:: TASK ::
Pick out every line in the records below that contains the word "ground" and copy each of those lines. Case counts.

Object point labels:
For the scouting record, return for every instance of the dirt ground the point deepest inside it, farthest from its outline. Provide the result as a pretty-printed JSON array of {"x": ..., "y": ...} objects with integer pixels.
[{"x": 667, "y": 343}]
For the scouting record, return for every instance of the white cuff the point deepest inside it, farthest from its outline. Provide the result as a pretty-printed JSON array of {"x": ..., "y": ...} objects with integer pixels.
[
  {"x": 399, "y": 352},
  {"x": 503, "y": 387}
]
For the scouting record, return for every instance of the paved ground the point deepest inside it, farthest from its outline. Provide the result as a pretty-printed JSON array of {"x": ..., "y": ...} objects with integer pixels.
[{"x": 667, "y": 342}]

* * *

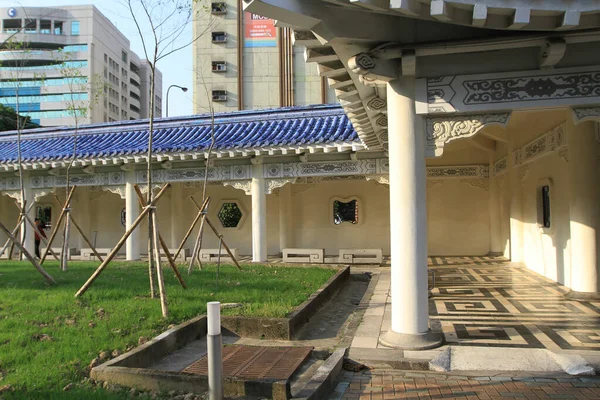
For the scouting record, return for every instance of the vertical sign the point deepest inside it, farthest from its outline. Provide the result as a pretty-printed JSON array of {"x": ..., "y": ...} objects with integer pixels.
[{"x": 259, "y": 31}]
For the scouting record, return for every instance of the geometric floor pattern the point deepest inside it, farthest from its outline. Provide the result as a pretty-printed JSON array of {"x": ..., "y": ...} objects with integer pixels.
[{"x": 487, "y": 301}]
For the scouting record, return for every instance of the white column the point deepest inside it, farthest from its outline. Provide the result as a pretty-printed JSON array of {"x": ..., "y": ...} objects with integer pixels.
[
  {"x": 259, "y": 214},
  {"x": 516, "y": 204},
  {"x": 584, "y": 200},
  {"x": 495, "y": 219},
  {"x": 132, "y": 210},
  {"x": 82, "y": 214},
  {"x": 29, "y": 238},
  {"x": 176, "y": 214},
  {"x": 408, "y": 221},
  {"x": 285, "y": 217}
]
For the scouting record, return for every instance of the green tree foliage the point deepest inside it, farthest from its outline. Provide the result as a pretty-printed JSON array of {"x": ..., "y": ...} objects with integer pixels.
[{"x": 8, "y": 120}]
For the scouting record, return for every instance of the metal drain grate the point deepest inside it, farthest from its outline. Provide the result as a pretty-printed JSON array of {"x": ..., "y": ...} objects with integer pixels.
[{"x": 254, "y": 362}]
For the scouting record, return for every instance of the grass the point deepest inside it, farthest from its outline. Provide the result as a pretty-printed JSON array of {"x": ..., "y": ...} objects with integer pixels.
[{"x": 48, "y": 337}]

:: RESPONSE TO THIS TASK ::
For the scouting record, return for every instance of the dirt ground the point deepest inside it, farthest from its outline. Provide the result as a pretty-printed JSON array of {"x": ..., "y": ...} objects with integer pixels.
For the scouting record, return for every instance of the paved ground the point deepest inside it, farthest from its outline. Provide the result as a pretty-printed JSON array of {"x": ..., "y": ...} objects with integer pixels.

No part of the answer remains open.